I was obviously speculating on that but we know for sure it's going to require a lot of compute.
Wasn’t obvious to me - In fact you appeared 100% certain. As you do with most of your Luddite views on AI it has to be said

Quantum AI may only be a decade away
 
I can’t get my SynthV vocal VST to sound this good…


But some kid with likely no (or limited) musical skills can pump this out with a few words.

I agree with what some others have said. The average person just wants background music while they do other things. If AI can make good-enough music, they’ll be happy to listen to it.

Lots of money involved here. I think its doubtful this can be stopped, even with all the lawsuits. Music (and art in general) may end up as a hobby and nothing more for the vast majority of people. Live music will be less impacted of course.

In the end, was social media good for kids? I think AI might be far worse. I work full time in IT, but I’m liking less and less what it’s doing to humanity.
 
I'm guessing it's more naivety, at least with the people Simon would be talking with. Coders or people spearheading companies like these tend to be dreamers, motivated by challenges, rather than pure profits. Both Google and OpenAi started with very honorable mission statements. They evolved, of course, but they started as dreamers, "make the world a better place" and all that.
________________
◆ THE PROBLEM ◆
Quote every sentence in the comments on AI and music that contains the word "may" or "might".

◆ DATA BLOCK ◆
________________
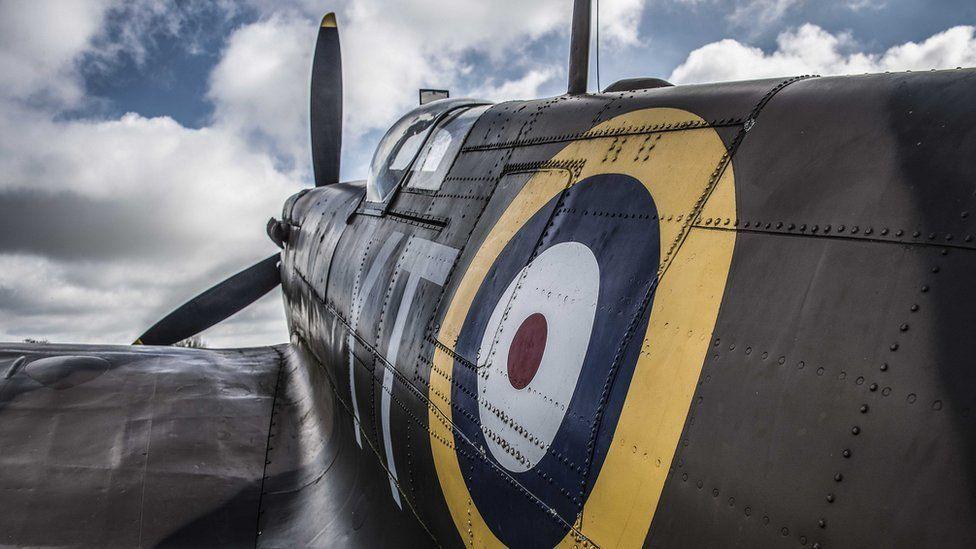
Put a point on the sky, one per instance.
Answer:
(145, 143)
________________
◆ SOLUTION TO THE EXERCISE ◆
- Quantum AI may only be a decade away
- Music (and art in general) may end up as a hobby and nothing more for the vast majority of people.
- I think AI might be far worse.